**Exercise:**
Quote all of the material below word for word, leaving out the picture.

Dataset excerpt
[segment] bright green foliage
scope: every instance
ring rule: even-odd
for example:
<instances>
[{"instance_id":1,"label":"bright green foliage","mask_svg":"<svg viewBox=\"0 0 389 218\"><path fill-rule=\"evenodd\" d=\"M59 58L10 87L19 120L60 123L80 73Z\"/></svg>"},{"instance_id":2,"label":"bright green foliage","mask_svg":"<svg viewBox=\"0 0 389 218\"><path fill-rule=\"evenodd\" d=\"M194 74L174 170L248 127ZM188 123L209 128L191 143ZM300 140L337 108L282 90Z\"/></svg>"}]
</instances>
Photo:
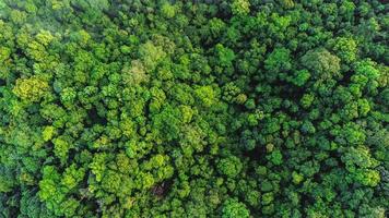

**Reply:**
[segment] bright green foliage
scope: every instance
ring rule: even-odd
for example:
<instances>
[{"instance_id":1,"label":"bright green foliage","mask_svg":"<svg viewBox=\"0 0 389 218\"><path fill-rule=\"evenodd\" d=\"M59 58L10 87L19 120L60 123L80 73Z\"/></svg>"},{"instance_id":2,"label":"bright green foliage","mask_svg":"<svg viewBox=\"0 0 389 218\"><path fill-rule=\"evenodd\" d=\"M194 74L174 170L248 127ZM188 123L209 128L191 143ZM300 140L337 108L282 90Z\"/></svg>"}]
</instances>
Photo:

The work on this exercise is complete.